::: Information shown

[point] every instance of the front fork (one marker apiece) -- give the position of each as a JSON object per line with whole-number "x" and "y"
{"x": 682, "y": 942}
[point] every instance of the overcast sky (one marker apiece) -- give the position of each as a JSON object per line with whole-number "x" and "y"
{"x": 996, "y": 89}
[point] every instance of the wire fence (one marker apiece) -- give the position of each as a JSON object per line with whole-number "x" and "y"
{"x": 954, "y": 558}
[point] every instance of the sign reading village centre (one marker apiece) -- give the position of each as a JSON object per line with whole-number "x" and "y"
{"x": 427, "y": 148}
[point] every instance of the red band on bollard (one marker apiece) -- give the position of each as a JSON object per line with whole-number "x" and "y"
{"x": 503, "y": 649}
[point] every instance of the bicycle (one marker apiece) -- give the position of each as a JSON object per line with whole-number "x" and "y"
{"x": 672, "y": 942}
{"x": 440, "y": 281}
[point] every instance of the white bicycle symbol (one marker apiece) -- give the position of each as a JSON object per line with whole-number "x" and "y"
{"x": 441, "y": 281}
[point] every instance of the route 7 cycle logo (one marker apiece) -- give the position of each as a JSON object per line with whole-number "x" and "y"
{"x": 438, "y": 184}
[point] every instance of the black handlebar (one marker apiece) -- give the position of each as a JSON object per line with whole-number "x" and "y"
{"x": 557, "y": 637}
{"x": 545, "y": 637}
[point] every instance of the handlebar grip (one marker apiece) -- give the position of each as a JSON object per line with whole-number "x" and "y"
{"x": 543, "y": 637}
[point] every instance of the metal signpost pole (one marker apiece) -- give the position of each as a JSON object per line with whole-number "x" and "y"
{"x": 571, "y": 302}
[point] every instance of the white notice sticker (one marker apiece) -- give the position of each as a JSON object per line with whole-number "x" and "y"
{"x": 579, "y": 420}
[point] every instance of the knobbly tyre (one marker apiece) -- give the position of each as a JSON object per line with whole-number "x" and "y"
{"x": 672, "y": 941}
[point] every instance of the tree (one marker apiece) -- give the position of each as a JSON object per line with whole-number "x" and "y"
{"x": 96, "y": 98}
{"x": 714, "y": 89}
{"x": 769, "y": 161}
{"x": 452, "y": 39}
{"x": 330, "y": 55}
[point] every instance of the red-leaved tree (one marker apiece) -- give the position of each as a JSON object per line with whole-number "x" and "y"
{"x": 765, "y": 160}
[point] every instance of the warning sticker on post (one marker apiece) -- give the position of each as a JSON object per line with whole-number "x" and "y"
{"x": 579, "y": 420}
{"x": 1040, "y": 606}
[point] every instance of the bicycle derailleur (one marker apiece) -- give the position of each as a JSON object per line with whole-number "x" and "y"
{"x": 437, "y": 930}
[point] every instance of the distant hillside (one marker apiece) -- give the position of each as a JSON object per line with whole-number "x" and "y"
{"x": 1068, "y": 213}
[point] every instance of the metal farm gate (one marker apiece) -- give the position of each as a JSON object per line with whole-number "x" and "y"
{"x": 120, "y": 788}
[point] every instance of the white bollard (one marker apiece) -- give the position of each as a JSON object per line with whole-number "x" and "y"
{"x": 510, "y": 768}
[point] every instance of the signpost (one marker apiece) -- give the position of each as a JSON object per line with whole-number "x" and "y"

::::::

**Exercise objective**
Exact copy required. Retype all of the entries word for word.

**Expected answer**
[point] every instance of the front fork (one marker apiece) -- give the position of each as a JSON object per line with whole-number "x" and "y"
{"x": 682, "y": 942}
[point] every instance of the overcast sky (one marker apiece) -- give the position of each as a JSON object per line with whole-number "x" and "y"
{"x": 996, "y": 89}
[point] every instance of the wire fence (one marker apiece) -- give the position of each as a JSON object per line with whole-number "x" and "y"
{"x": 954, "y": 558}
[point] every instance of the sign reading village centre (one marker apiece) -- give the position of each as a JSON object per line with whole-number "x" and "y"
{"x": 427, "y": 148}
[point] every instance of the red band on bollard (one marker apiece) -- give the position of each as a JSON object per line with whole-number "x" and "y"
{"x": 503, "y": 649}
[point] every instance of the bicycle (one marker apiece) -- give the position of each as a JSON object per line with whole-number "x" and "y"
{"x": 672, "y": 942}
{"x": 440, "y": 281}
[point] every instance of the white bicycle symbol (one marker apiece) -- give the position of each as a JSON object per line with whole-number "x" and "y"
{"x": 441, "y": 281}
[point] every instance of the route 7 cycle logo (one marker apiece) -- give the position of each as a JSON object per line with whole-number "x" and "y"
{"x": 438, "y": 184}
[point] every instance of the black handlebar (one marker apiece) -- give the position of each as a JSON object per line with whole-number "x" and "y"
{"x": 557, "y": 637}
{"x": 545, "y": 637}
[point] every instance of the handlebar grip (one marker apiece) -- give the position of each as a JSON object per line with whole-number "x" and "y"
{"x": 543, "y": 637}
[point] every instance of the metal signpost pole (one marker apiece) -- give the position of each as a JSON object per line with whole-number "x" and "y"
{"x": 571, "y": 302}
[point] every instance of the white notice sticker (one marker apiece) -- give the position of each as a JSON object per line with whole-number "x" and "y"
{"x": 579, "y": 420}
[point] every instance of the knobbly tyre (one marker apiece) -- give the position of each as a JSON object per line with whole-number "x" and "y"
{"x": 672, "y": 941}
[point] every instance of the tree (one marker apiece) -- give the position of each as a JSON object per line with whole-number "x" and "y"
{"x": 96, "y": 98}
{"x": 714, "y": 89}
{"x": 769, "y": 161}
{"x": 452, "y": 39}
{"x": 330, "y": 55}
[point] every instance of the red-leaved tree (one marker apiece) -- give the position of each as a JSON object per line with whole-number "x" and "y"
{"x": 765, "y": 160}
[point] every instance of the warning sticker on post (one marker apiece) -- give the position of each as a JSON object per line with whole-number "x" and "y"
{"x": 579, "y": 420}
{"x": 1040, "y": 606}
[point] every instance of the bicycle derailleur (one marker apiece) -- give the position of each as a JSON object per line with whole-number "x" and "y"
{"x": 437, "y": 930}
[point] every instance of the distant hillside (one marker apiece) -- give the position of each as a JSON object per line with whole-number "x" and "y"
{"x": 1068, "y": 213}
[point] every instance of the metal farm gate (one marker apiece) -- give the position of each as a JSON object per line with whole-number "x" and "y"
{"x": 120, "y": 788}
[point] every instance of the white bollard (one marker apiece) -- give the position of each as a JSON object per line with whole-number "x" and "y"
{"x": 510, "y": 768}
[point] every instance of the signpost (one marker apiece) -- give the position of each as a JSON object per line with whole-number "x" and "y"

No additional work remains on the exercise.